▶ _Requests_:
#1 In the essay on college at Lawrence, which writer is quoted as saying that true liberal education requires the student's whole life to be radically changed?
#2 The essay on college at Lawrence names the things that college is really about that people are doing at Lawrence. List every one of them.
#3 Pick up the essay on college at Lawrence after its final sentence and write the next part.

And here is where I may start to sound crazy, if I didn’t already before—wanting to be a stay-at-home mom is a really crazy idea for this liberal/feminist/“Lean-In” generation, I know. But even if the financial “return on investment” of my education doesn’t fit the perfect formula of money earned equals greater than money spent, my education at Lawrence will have been worth it. I mean it: All the money, the time, the occasionally unbearable pressure, the fun and the memories will be worth it.

Because at the heart of it, college shouldn’t really be about a degree in the same way that life shouldn’t be about a job. What it should be about is an education of the self. Deresiewicz says it should make you question everything you thought you knew about yourself. His writing is echoed by Allan Bloom: “True liberal education requires that the student’s whole life be radically changed.”

Lawrence has changed me irrevocably. It has arranged and rearranged the very fibers of my being. I didn’t really know that it would when I first arrived here. I thought I’d probably make some really close friends and learn some things I didn’t know before, but that college would just be another four years on the timeline of my life.

And while my formation is not yet over, Lawrence has already made me who I am and who I will be. I grinned in self-satisfaction each time I turned another page of “Excellent Sheep” because I recognized myself, and my fellow Lawrentians, within its pages. All the things that college is really about, people are doing at Lawrence: unlearning old ideas and relearning them, continuing conversations from classes deep into the night, checking out a book at the library on a subject you want to learn for the sake of learning, pursuing creative acts for pure enjoyment.

I have interrogated my thoughts and beliefs about so many aspects of humanity. Like a reverse Alex P. Keaton, I returned home from my first year at Lawrence with political views quite different from those of my more conservative parents. Now I can engage in political conversation and even debate on par with my parents, who are some of the smartest people I know.

I have expanded my mind in ways I never anticipated and learned about things that a year or two ago I had no idea even existed. I can discuss these ideas with others, even sometimes without bullshitting a single sentence. Postmodernism, film analysis and feminist theory—ideas I would have met with a quizzical expression three years ago—I now engage with on a nearly daily basis.

I have examined the trajectory of my life and realized that what I thought I wanted isn’t what I want at all. This makes me feel one step closer to real happiness for knowing more about myself.

▶ _Given entries_:
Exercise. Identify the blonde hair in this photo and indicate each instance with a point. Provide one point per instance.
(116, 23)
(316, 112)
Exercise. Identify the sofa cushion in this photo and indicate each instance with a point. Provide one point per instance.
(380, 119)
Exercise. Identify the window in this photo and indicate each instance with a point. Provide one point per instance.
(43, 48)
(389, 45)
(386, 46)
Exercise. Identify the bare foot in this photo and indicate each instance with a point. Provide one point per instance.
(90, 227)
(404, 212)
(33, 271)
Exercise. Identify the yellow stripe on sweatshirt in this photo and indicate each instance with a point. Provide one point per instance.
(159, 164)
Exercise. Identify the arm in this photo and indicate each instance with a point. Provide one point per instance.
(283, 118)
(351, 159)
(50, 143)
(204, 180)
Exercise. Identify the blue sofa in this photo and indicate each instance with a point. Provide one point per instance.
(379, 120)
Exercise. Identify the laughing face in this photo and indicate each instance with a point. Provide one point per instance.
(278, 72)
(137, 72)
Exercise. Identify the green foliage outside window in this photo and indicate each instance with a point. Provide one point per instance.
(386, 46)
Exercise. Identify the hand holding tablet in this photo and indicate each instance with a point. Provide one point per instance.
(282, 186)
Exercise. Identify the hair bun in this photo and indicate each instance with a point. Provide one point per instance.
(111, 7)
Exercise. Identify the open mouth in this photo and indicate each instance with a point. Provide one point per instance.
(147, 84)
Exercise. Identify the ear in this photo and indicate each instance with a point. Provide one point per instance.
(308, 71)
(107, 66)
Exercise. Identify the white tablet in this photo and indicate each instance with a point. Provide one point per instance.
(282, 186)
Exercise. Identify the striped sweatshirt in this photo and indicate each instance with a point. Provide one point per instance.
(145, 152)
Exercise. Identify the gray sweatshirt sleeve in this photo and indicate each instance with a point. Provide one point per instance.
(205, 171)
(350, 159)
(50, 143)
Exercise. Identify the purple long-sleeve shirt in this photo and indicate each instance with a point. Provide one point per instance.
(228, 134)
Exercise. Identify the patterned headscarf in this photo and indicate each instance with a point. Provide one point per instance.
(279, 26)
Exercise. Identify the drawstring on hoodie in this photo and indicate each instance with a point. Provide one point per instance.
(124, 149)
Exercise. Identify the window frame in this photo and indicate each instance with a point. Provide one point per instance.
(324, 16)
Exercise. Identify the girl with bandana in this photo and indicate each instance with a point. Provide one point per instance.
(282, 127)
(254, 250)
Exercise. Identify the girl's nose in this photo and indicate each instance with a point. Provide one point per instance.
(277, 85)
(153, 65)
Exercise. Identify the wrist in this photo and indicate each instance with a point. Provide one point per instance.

▶ _Answers for the exercise_:
#1 Allan Bloom

#2
- Unlearning old ideas and relearning them
- Continuing conversations from classes deep into the night
- Checking out a book at the library on a subject you want to learn for the sake of learning
- Pursuing creative acts for pure enjoyment

#3
I am well aware that Lawrence isn’t perfect. I think everyone who works and learns here can see the small fractures and larger cracks that inevitably blemish the surface of this slick and shiny institution. There are ways in which Lawrence recreates, at least to a degree, some of Deresiewicz’s anxieties about elite education when it comes to diversity, class and privilege.

For one, I can’t deny that I have some anxiety about the class and privilege that has gone into my making here. If anything, I wish everybody could have my experience or at least the chance at it. But Deresiewicz has the answer to this too: “Is [college] a privilege that most young people in the world can only dream of? Absolutely. But you won’t absolve yourself by throwing it away. Better, at least, to get some good from it.” I agree wholeheartedly.

There are also a lot of ways in which, cliché as it may sound, a liberal arts education is the cure to so many of the problems of our current approach to education. They say that hindsight is 20/20, but I often wonder why those who work to “sell” Lawrence must constantly try to convince prospective students and their parents that a liberal arts education is worth it because now, as a student, there is not a doubt in my mind that it is.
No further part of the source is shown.